- **WHAT THE TASK ASKS**: Pick out every line in the entries below that contains the word "light". Case counts.

- **RECORDS PROVIDED**:

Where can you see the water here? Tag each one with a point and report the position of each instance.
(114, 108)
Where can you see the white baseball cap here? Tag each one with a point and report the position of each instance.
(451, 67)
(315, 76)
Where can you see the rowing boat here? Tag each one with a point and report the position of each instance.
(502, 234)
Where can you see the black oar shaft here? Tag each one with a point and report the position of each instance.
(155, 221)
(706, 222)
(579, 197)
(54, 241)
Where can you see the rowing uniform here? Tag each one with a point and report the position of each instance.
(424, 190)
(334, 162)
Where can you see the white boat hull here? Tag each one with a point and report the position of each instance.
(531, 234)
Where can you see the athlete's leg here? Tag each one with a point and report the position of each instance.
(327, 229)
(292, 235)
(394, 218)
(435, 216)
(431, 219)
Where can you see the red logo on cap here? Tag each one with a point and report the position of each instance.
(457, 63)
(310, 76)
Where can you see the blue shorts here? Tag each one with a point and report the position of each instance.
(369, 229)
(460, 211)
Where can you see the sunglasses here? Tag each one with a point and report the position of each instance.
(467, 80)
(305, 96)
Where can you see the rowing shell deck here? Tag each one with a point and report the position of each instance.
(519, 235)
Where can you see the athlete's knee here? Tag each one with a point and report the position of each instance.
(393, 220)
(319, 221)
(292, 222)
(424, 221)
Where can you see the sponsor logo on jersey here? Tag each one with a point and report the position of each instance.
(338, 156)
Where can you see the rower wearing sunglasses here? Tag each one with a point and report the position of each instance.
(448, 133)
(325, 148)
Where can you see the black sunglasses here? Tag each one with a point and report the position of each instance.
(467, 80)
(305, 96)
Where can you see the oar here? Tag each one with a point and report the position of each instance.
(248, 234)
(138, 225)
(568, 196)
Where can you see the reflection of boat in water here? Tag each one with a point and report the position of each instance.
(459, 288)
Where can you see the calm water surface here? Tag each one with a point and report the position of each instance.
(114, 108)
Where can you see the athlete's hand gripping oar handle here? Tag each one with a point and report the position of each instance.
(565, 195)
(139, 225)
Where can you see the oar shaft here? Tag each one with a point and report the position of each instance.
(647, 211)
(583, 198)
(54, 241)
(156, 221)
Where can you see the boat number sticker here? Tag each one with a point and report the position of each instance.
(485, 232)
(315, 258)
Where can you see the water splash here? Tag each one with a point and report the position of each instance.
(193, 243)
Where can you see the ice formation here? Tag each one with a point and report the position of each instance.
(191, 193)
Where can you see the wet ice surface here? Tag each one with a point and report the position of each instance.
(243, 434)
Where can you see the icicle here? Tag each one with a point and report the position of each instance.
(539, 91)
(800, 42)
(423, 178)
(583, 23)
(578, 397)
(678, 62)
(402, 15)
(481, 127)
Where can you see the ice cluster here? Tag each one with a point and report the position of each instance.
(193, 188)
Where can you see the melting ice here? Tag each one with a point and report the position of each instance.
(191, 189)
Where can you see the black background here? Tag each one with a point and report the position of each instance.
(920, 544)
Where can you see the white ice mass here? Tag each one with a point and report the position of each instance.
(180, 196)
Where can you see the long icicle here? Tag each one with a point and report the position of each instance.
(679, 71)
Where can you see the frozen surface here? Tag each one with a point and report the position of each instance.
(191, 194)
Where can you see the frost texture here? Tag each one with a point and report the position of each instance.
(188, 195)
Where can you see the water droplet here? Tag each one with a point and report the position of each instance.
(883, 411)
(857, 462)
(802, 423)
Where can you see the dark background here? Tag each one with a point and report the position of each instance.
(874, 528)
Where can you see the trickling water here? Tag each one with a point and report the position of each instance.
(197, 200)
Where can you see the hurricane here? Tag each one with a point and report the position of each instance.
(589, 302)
---
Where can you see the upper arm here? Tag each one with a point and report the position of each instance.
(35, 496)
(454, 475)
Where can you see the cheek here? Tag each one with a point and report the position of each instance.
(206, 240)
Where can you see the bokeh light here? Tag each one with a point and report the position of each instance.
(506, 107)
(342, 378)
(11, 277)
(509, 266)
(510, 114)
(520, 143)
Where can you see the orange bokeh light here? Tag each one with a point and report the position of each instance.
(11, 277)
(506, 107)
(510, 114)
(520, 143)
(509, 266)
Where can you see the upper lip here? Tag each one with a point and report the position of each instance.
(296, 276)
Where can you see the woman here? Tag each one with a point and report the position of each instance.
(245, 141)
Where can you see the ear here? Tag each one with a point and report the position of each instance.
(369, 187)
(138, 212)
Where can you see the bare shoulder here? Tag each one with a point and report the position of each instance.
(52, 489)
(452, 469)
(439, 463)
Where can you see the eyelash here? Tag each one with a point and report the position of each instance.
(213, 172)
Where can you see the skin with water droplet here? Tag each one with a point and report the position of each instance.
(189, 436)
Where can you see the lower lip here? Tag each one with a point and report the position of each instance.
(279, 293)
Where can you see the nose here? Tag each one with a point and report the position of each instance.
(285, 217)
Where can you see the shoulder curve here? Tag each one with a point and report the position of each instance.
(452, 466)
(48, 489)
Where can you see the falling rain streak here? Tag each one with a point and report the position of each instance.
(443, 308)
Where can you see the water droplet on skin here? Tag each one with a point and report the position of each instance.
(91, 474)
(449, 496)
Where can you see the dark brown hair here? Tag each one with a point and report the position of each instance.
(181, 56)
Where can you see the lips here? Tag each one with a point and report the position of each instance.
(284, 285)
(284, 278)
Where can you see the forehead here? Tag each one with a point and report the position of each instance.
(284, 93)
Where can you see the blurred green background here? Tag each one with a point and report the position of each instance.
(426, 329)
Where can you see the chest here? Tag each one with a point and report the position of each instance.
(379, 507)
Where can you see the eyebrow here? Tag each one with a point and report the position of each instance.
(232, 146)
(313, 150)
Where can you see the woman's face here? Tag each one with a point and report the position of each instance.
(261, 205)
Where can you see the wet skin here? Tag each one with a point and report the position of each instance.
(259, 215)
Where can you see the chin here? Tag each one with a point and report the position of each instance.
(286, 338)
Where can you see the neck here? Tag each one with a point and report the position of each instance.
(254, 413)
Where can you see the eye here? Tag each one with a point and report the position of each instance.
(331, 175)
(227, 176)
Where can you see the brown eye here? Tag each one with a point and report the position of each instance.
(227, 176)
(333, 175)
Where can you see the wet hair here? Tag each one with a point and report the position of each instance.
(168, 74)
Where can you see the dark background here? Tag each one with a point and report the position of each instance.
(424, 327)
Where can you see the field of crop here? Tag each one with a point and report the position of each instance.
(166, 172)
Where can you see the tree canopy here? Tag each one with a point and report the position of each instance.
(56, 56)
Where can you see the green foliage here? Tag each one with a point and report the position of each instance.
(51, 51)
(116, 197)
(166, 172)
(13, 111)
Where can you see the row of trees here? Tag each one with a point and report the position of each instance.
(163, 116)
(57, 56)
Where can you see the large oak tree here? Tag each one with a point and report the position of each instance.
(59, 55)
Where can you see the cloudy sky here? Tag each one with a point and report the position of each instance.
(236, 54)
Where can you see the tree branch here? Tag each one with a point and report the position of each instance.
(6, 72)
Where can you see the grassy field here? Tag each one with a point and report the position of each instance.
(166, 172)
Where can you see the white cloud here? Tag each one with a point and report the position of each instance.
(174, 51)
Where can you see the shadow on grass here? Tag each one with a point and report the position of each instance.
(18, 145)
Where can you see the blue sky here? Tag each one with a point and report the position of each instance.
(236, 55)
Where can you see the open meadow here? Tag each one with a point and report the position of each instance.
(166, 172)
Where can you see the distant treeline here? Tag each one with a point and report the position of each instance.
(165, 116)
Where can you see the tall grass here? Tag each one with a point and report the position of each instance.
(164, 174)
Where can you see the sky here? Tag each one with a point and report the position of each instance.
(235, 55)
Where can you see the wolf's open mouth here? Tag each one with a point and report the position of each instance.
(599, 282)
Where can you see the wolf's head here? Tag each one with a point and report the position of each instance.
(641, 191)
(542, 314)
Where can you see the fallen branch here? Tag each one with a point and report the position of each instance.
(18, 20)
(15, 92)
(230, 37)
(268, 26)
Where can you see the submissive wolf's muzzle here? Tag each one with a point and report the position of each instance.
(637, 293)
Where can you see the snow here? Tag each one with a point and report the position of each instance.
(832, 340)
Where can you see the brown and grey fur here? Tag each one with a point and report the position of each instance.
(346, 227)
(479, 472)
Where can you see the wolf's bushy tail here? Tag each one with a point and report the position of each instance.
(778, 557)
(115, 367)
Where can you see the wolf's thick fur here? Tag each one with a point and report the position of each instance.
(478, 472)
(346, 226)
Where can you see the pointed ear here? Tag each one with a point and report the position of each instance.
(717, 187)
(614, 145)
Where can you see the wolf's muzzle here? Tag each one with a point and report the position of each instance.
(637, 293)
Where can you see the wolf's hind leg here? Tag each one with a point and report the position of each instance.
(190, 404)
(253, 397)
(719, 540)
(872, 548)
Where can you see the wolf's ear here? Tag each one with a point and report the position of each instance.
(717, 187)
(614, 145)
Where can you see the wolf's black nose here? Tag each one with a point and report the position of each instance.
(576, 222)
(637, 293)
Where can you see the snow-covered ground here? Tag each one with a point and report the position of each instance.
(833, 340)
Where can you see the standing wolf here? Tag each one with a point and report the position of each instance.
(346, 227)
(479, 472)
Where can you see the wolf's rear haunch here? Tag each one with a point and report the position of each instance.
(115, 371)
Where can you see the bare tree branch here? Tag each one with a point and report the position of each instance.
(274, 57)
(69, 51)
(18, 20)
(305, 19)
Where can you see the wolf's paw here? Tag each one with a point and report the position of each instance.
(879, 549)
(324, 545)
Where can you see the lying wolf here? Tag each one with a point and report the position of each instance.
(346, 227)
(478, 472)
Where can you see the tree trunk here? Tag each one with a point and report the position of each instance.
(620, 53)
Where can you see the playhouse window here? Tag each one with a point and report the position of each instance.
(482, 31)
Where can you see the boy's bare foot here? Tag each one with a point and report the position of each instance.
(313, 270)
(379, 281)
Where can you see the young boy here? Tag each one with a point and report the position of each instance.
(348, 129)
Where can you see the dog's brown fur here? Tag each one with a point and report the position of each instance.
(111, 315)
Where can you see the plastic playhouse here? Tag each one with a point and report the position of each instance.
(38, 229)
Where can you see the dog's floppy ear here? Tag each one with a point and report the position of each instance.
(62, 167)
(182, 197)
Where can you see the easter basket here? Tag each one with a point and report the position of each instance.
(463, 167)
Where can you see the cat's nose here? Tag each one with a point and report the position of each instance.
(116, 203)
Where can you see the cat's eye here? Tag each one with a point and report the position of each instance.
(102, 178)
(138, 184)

- **THE RESULT**:
Where can you see the bokeh light here? Tag each one with a point and report the position of each instance.
Where can you see the orange bokeh light here? Tag each one with a point and report the position of each instance.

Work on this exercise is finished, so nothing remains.